- _WHAT YOU WILL DO_:
Put every line of the data below into a Markdown table with the columns Row and Line, numbering the rows in order and leaving out any blank lines.

>> Start DATA IN THIS EXERCISE

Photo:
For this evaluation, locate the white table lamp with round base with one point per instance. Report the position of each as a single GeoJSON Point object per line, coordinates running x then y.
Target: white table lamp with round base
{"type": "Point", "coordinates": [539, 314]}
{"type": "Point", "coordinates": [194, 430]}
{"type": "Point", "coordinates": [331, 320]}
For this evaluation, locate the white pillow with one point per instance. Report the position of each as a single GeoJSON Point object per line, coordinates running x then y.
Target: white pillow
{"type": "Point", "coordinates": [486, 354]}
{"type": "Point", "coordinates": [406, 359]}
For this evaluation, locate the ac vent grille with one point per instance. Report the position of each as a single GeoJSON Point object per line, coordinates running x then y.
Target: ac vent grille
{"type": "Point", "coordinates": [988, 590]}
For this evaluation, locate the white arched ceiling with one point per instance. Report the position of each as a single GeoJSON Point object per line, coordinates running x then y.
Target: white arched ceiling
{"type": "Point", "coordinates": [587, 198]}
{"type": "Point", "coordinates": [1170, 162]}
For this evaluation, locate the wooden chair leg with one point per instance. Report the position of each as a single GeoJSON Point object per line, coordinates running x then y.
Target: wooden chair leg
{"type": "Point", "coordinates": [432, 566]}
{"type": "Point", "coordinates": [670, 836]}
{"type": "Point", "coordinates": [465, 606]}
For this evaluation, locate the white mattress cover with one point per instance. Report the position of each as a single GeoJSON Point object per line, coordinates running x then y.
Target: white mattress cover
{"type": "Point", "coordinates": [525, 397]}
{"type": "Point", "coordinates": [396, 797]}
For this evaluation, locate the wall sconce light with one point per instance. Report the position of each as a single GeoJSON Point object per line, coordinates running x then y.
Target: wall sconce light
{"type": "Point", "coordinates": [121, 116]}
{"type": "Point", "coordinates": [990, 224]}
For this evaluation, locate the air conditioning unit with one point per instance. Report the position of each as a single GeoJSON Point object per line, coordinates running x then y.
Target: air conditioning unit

>> End DATA IN THIS EXERCISE

- _TASK ANSWER_:
| Row | Line |
|---|---|
| 1 | Photo: |
| 2 | For this evaluation, locate the white table lamp with round base with one point per instance. Report the position of each as a single GeoJSON Point object per line, coordinates running x then y. |
| 3 | Target: white table lamp with round base |
| 4 | {"type": "Point", "coordinates": [539, 314]} |
| 5 | {"type": "Point", "coordinates": [194, 430]} |
| 6 | {"type": "Point", "coordinates": [331, 320]} |
| 7 | For this evaluation, locate the white pillow with one point per instance. Report the position of each as a single GeoJSON Point object per line, coordinates running x then y. |
| 8 | Target: white pillow |
| 9 | {"type": "Point", "coordinates": [486, 354]} |
| 10 | {"type": "Point", "coordinates": [406, 359]} |
| 11 | For this evaluation, locate the ac vent grille with one point per instance. Report the position of each as a single GeoJSON Point object per line, coordinates running x then y. |
| 12 | Target: ac vent grille |
| 13 | {"type": "Point", "coordinates": [988, 590]} |
| 14 | For this evaluation, locate the white arched ceiling with one point per instance. Report the position of each as a single GeoJSON Point object per line, coordinates running x then y. |
| 15 | Target: white arched ceiling |
| 16 | {"type": "Point", "coordinates": [587, 198]} |
| 17 | {"type": "Point", "coordinates": [1170, 162]} |
| 18 | For this evaluation, locate the wooden chair leg with one point per instance. Report the position of each as a single GeoJSON Point object per line, coordinates running x then y. |
| 19 | Target: wooden chair leg |
| 20 | {"type": "Point", "coordinates": [432, 566]} |
| 21 | {"type": "Point", "coordinates": [670, 836]} |
| 22 | {"type": "Point", "coordinates": [465, 606]} |
| 23 | For this evaluation, locate the white mattress cover with one point per instance. Report the position of each as a single GeoJSON Point object per line, coordinates running x then y. |
| 24 | Target: white mattress cover |
| 25 | {"type": "Point", "coordinates": [525, 397]} |
| 26 | {"type": "Point", "coordinates": [396, 797]} |
| 27 | For this evaluation, locate the wall sconce light with one point per instance. Report the position of each as a single GeoJSON Point object per line, coordinates running x then y. |
| 28 | Target: wall sconce light |
| 29 | {"type": "Point", "coordinates": [121, 116]} |
| 30 | {"type": "Point", "coordinates": [990, 224]} |
| 31 | For this evaluation, locate the air conditioning unit with one point per instance. Report the position of each as a single GeoJSON Point object per line, coordinates running x then y. |
| 32 | Target: air conditioning unit |